** START OF Supplied records **

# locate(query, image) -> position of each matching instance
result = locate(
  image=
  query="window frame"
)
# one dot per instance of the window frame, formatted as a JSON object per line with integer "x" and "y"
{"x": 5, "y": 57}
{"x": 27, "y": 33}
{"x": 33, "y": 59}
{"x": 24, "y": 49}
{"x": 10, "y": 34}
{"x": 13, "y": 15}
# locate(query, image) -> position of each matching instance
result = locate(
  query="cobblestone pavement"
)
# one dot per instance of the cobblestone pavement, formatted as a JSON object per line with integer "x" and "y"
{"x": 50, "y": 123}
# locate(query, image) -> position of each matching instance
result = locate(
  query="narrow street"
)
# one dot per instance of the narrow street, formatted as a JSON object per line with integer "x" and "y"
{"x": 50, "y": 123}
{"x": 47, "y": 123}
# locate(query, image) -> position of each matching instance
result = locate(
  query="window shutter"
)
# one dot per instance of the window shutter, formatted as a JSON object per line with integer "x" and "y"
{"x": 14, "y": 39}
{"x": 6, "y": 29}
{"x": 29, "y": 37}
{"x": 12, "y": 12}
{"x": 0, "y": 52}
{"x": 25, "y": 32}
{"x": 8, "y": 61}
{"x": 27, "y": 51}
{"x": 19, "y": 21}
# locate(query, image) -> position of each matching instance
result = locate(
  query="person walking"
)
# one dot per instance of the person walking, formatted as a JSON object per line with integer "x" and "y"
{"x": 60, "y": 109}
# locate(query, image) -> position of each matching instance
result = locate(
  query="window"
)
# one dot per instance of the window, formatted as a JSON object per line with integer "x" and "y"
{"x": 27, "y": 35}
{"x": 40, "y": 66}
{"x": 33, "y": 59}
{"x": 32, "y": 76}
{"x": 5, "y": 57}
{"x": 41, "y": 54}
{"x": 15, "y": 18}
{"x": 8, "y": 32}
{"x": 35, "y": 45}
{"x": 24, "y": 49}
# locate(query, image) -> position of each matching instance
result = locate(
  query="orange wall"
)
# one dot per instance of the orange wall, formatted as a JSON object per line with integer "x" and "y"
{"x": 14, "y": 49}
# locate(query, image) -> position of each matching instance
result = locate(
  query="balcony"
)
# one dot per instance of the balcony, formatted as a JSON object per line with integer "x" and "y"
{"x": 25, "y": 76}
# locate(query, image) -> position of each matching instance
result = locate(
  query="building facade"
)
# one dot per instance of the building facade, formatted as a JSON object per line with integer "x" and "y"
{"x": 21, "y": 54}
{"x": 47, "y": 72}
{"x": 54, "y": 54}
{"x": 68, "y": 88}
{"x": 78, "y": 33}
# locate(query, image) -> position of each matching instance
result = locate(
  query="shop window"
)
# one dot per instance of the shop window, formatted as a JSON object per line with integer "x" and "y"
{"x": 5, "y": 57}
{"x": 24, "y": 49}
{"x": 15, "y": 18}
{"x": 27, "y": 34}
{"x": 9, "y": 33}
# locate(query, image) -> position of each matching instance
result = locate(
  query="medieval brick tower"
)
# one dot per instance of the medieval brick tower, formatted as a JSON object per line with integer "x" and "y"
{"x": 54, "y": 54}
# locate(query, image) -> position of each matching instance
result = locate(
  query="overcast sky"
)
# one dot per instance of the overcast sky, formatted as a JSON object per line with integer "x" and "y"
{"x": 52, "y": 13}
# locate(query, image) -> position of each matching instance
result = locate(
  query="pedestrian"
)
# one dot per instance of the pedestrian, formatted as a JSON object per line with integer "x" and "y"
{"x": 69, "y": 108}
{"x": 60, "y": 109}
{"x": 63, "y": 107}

** END OF Supplied records **

Extract all of the material exactly as it is written.

» Task answer:
# locate(query, image) -> position of each matching instance
result = locate(
  image=
  query="window frame"
)
# one dot per instance of the window frame, formatted as a JSON object per line with integer "x" and "y"
{"x": 5, "y": 57}
{"x": 27, "y": 33}
{"x": 33, "y": 59}
{"x": 24, "y": 49}
{"x": 10, "y": 34}
{"x": 13, "y": 15}
# locate(query, image) -> position of each matching instance
result = locate(
  query="cobblestone pavement"
)
# one dot per instance of the cobblestone pavement, formatted as a JSON object per line with integer "x" and "y"
{"x": 50, "y": 123}
# locate(query, image) -> position of each matching instance
result = locate(
  query="narrow street"
)
# one dot per instance of the narrow street, formatted as a JSON object per line with integer "x" and "y"
{"x": 50, "y": 123}
{"x": 47, "y": 123}
# locate(query, image) -> position of each matching instance
result = locate(
  query="window shutter"
)
# one dot per instance of the window shutter, formatted as a JSON object per line with integer "x" and "y"
{"x": 14, "y": 39}
{"x": 6, "y": 29}
{"x": 29, "y": 37}
{"x": 12, "y": 12}
{"x": 0, "y": 52}
{"x": 25, "y": 32}
{"x": 8, "y": 61}
{"x": 27, "y": 51}
{"x": 19, "y": 21}
# locate(query, image) -> position of each matching instance
result = locate(
  query="person walking"
)
# one dot per instance of the person walking, formatted as a JSON object per line with integer "x" and "y"
{"x": 60, "y": 109}
# locate(query, image) -> position of each matching instance
result = locate(
  query="window"
)
# one dot per instance of the window, formatted as a JSON object per line with integer "x" and "y"
{"x": 27, "y": 35}
{"x": 40, "y": 66}
{"x": 33, "y": 59}
{"x": 32, "y": 76}
{"x": 5, "y": 57}
{"x": 41, "y": 54}
{"x": 15, "y": 18}
{"x": 8, "y": 32}
{"x": 35, "y": 45}
{"x": 24, "y": 49}
# locate(query, image) -> position of each matching instance
result = locate(
  query="orange wall"
)
# one dot per instance of the orange wall, formatted as a JSON object per line with integer "x" and "y"
{"x": 14, "y": 49}
# locate(query, image) -> position of each matching instance
result = locate(
  query="balcony"
)
# one dot per instance of the balcony, formatted as a JSON object per line with integer "x" and "y"
{"x": 25, "y": 76}
# locate(query, image) -> position of each matching instance
result = locate(
  query="building facade"
)
# one dot per instance of the building facade, formatted as a JSON object per line with integer "x" and "y"
{"x": 21, "y": 54}
{"x": 47, "y": 72}
{"x": 54, "y": 54}
{"x": 68, "y": 88}
{"x": 78, "y": 33}
# locate(query, image) -> position of each matching instance
result = locate(
  query="shop window"
)
# one dot per instance of the shop window, formatted as a JSON object per line with integer "x" and "y"
{"x": 5, "y": 57}
{"x": 24, "y": 49}
{"x": 15, "y": 18}
{"x": 27, "y": 34}
{"x": 9, "y": 33}
# locate(query, image) -> position of each matching instance
result = locate(
  query="medieval brick tower"
)
# one dot per instance of the medieval brick tower, formatted as a JSON object per line with integer "x" and "y"
{"x": 54, "y": 54}
# locate(query, image) -> position of each matching instance
result = locate(
  query="overcast sky"
)
# one dot per instance of the overcast sky, formatted as a JSON object per line with integer "x" and "y"
{"x": 52, "y": 13}
# locate(query, image) -> position of each matching instance
result = locate(
  query="pedestrian"
)
# one dot per instance of the pedestrian, formatted as a JSON object per line with integer "x" and "y"
{"x": 69, "y": 108}
{"x": 60, "y": 109}
{"x": 63, "y": 107}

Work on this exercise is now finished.